• Zebrane wpisy danych:
---*---
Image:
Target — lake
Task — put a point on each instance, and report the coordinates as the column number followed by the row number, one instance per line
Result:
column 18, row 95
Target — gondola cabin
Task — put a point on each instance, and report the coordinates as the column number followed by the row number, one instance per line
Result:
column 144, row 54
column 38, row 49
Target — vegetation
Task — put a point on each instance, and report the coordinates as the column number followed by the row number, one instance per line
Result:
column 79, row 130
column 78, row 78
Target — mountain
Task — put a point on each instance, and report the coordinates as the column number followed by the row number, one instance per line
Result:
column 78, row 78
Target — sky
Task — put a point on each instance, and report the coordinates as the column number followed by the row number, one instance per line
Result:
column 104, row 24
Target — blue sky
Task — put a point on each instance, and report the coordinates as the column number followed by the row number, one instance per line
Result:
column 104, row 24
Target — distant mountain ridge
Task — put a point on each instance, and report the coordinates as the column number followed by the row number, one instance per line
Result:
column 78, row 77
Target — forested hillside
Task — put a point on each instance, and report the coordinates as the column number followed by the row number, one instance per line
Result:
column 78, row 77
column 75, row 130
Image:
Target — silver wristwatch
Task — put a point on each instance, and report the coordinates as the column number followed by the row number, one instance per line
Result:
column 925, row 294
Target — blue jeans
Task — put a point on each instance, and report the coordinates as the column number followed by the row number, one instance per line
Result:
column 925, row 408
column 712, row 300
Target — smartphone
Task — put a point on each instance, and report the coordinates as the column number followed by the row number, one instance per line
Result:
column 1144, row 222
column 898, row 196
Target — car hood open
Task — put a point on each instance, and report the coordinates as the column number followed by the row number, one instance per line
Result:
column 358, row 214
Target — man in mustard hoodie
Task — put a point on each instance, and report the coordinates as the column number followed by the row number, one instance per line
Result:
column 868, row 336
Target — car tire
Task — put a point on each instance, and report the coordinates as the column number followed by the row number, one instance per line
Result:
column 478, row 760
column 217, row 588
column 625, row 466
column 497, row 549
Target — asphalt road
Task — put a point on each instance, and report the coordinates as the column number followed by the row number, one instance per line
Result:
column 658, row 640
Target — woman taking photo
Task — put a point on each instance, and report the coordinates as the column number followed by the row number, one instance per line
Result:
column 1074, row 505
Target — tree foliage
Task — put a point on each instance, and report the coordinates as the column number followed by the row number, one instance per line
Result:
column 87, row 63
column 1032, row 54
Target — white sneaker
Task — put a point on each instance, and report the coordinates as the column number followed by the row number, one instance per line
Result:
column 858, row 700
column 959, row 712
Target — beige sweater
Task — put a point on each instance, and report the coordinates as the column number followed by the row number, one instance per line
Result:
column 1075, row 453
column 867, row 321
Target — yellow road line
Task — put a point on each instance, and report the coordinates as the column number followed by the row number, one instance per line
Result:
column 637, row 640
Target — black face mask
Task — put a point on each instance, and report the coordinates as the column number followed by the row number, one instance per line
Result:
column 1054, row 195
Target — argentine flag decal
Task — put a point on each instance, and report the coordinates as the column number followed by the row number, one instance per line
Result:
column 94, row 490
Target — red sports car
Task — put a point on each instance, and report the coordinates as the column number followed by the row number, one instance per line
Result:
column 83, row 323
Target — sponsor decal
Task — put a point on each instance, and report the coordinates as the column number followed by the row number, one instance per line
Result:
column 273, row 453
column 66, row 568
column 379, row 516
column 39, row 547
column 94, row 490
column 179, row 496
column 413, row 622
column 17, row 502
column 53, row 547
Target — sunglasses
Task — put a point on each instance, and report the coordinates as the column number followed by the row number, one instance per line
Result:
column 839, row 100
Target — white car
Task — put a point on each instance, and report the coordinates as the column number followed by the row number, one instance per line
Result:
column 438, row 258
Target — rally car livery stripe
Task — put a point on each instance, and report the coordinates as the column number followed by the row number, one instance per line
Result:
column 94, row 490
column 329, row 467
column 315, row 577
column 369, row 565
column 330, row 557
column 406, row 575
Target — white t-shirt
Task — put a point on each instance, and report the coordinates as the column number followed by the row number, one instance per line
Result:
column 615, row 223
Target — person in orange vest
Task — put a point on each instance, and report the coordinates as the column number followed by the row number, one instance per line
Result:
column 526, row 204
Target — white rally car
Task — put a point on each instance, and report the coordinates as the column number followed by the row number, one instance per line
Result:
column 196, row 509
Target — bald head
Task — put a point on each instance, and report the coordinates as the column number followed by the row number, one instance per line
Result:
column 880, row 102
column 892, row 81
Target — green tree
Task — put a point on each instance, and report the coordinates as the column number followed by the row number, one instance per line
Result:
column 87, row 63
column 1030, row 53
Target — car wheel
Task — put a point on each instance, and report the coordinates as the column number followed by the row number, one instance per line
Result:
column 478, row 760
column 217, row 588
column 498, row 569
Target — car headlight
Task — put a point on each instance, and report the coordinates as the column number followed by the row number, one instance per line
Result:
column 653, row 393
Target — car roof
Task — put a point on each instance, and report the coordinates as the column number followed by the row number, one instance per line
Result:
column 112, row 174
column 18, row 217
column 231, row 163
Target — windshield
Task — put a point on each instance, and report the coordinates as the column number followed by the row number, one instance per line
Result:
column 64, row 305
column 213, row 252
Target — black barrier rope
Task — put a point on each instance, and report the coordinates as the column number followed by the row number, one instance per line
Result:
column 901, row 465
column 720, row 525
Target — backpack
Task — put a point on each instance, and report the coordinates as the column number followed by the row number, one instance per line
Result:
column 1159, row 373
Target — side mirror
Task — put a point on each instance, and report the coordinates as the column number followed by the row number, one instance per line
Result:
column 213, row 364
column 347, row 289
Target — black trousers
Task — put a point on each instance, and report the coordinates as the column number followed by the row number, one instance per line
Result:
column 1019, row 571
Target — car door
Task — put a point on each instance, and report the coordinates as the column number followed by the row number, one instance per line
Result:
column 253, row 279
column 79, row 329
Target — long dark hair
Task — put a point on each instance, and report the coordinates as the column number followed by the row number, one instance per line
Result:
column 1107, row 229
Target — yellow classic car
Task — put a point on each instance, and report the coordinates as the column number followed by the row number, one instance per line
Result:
---*---
Proszę przedstawić wszystkie powyższe wiersze jako listę numerowaną, pomijając puste wiersze.

• Pełna odpowiedź:
1. Image:
2. Target — lake
3. Task — put a point on each instance, and report the coordinates as the column number followed by the row number, one instance per line
4. Result:
5. column 18, row 95
6. Target — gondola cabin
7. Task — put a point on each instance, and report the coordinates as the column number followed by the row number, one instance per line
8. Result:
9. column 144, row 54
10. column 38, row 49
11. Target — vegetation
12. Task — put a point on each instance, and report the coordinates as the column number followed by the row number, one instance per line
13. Result:
14. column 79, row 130
15. column 78, row 78
16. Target — mountain
17. Task — put a point on each instance, and report the coordinates as the column number followed by the row number, one instance per line
18. Result:
19. column 78, row 78
20. Target — sky
21. Task — put a point on each instance, and report the coordinates as the column number followed by the row number, one instance per line
22. Result:
23. column 104, row 24
24. Target — blue sky
25. Task — put a point on each instance, and report the coordinates as the column number followed by the row number, one instance per line
26. Result:
27. column 104, row 24
28. Target — distant mountain ridge
29. Task — put a point on each instance, and report the coordinates as the column number followed by the row number, one instance per line
30. Result:
31. column 78, row 77
32. Target — forested hillside
33. Task — put a point on each instance, and report the coordinates as the column number followed by the row number, one instance per line
34. Result:
35. column 78, row 77
36. column 75, row 130
37. Image:
38. Target — silver wristwatch
39. Task — put a point on each instance, and report the coordinates as the column number followed by the row number, one instance per line
40. Result:
41. column 925, row 294
42. Target — blue jeans
43. Task — put a point on each instance, and report the coordinates as the column number followed by the row number, one instance per line
44. Result:
45. column 925, row 408
46. column 712, row 300
47. Target — smartphone
48. Task — put a point on each instance, and report the coordinates as the column number followed by the row number, one instance per line
49. Result:
50. column 1144, row 222
51. column 898, row 196
52. Target — car hood open
53. Task — put a point on each instance, and report the coordinates as the column number followed by the row number, one instance per line
54. Result:
55. column 358, row 214
56. Target — man in mustard hoodie
57. Task — put a point on each instance, and report the coordinates as the column number followed by the row number, one instance per line
58. Result:
59. column 868, row 336
60. Target — car tire
61. Task — put a point on each instance, and report the coordinates as the column number followed by the row number, one instance per line
62. Result:
63. column 478, row 760
64. column 217, row 588
65. column 625, row 466
66. column 497, row 549
67. Target — asphalt road
68. Task — put a point on each instance, and report the coordinates as the column number followed by the row number, one instance per line
69. Result:
70. column 658, row 640
71. Target — woman taking photo
72. Task — put a point on each instance, and report the coordinates as the column number followed by the row number, one instance per line
73. Result:
74. column 1074, row 505
75. Target — tree foliage
76. Task — put a point on each instance, and report the coordinates as the column number followed by the row number, one instance per line
77. Result:
78. column 87, row 63
79. column 1032, row 54
80. Target — white sneaker
81. Task — put a point on each instance, and report the coordinates as the column number followed by the row number, one instance per line
82. Result:
83. column 858, row 700
84. column 959, row 712
85. Target — beige sweater
86. Task — put a point on each instance, and report the coordinates as the column number followed by the row number, one instance per line
87. Result:
88. column 1075, row 453
89. column 867, row 321
90. Target — yellow road line
91. Task — put a point on each instance, and report the coordinates as the column number followed by the row number, one instance per line
92. Result:
93. column 637, row 640
94. Target — black face mask
95. Task — put a point on each instance, and report the coordinates as the column number followed by the row number, one instance per line
96. Result:
97. column 1054, row 195
98. Target — argentine flag decal
99. Task — put a point on each instance, and report the coordinates as the column number followed by the row number, one instance per line
100. Result:
101. column 94, row 490
102. Target — red sports car
103. Task — put a point on each instance, and report the coordinates as the column number followed by the row number, one instance per line
104. Result:
105. column 83, row 323
106. Target — sponsor decal
107. Task — put a point on each instance, and report the coordinates as the column number followed by the row number, one instance per line
108. Result:
109. column 273, row 453
110. column 66, row 568
111. column 379, row 516
112. column 39, row 547
113. column 94, row 490
114. column 179, row 496
115. column 413, row 622
116. column 17, row 502
117. column 53, row 547
118. Target — sunglasses
119. Task — put a point on each instance, and report the coordinates as the column number followed by the row number, one instance per line
120. Result:
121. column 839, row 100
122. Target — white car
123. Task — put a point on each instance, and report the coordinates as the column number followed by the row number, one instance per line
124. Result:
125. column 438, row 258
126. Target — rally car livery stripe
127. Task — put a point on each instance, and report the coordinates as the column number followed by the row number, one instance per line
128. Result:
129. column 94, row 490
130. column 329, row 467
131. column 315, row 577
132. column 369, row 565
133. column 330, row 557
134. column 406, row 575
135. Target — white t-shirt
136. Task — put a point on each instance, and report the coordinates as the column number followed by the row number, one instance per line
137. Result:
138. column 615, row 223
139. Target — person in orange vest
140. Task — put a point on each instance, and report the coordinates as the column number followed by the row number, one instance per line
141. Result:
142. column 526, row 204
143. Target — white rally car
144. Task — put a point on each instance, and report the coordinates as the column number followed by the row number, one instance per line
145. Result:
146. column 196, row 509
147. Target — bald head
148. Task — put a point on each instance, and report the coordinates as the column number followed by the row number, one instance per line
149. Result:
150. column 880, row 102
151. column 892, row 81
152. Target — green tree
153. Task — put a point on each instance, and report the coordinates as the column number followed by the row number, one instance per line
154. Result:
155. column 87, row 63
156. column 1030, row 53
157. Target — car wheel
158. Task — put a point on each instance, and report the coordinates as the column number followed by the row number, one instance per line
159. Result:
160. column 478, row 760
161. column 217, row 588
162. column 498, row 569
163. Target — car headlight
164. Task — put a point on each instance, and report the coordinates as the column number followed by the row number, one instance per line
165. Result:
166. column 653, row 393
167. Target — car roof
168. Task — put a point on each instance, and report the coordinates as the column number followed by the row number, one instance per line
169. Result:
170. column 112, row 174
171. column 18, row 217
172. column 231, row 163
173. Target — windshield
174. Task — put a point on each instance, and report the coordinates as the column number followed by the row number, one instance per line
175. Result:
176. column 64, row 305
177. column 213, row 252
178. Target — black barrier rope
179. Task — put a point on each instance, and report the coordinates as the column number followed by the row number, one instance per line
180. Result:
181. column 901, row 465
182. column 720, row 525
183. Target — backpack
184. Task — put a point on each instance, and report the coordinates as the column number followed by the row number, one instance per line
185. Result:
186. column 1159, row 373
187. Target — side mirror
188. Task — put a point on each instance, and report the coordinates as the column number followed by the row number, one instance per line
189. Result:
190. column 213, row 364
191. column 347, row 289
192. Target — black trousers
193. Task — put a point on each instance, and report the coordinates as the column number followed by the row number, one instance per line
194. Result:
195. column 1019, row 571
196. Target — car door
197. Task — put a point on each instance, and report the coordinates as the column number followed by the row number, one instance per line
198. Result:
199. column 253, row 279
200. column 79, row 329
201. Target — long dark hair
202. Task — put a point on each instance, and report the coordinates as the column number followed by the row number, one instance per line
203. Result:
204. column 1107, row 229
205. Target — yellow classic car
206. Task — put a point on each instance, and report the coordinates as the column number followed by the row number, one instance per line
207. Result:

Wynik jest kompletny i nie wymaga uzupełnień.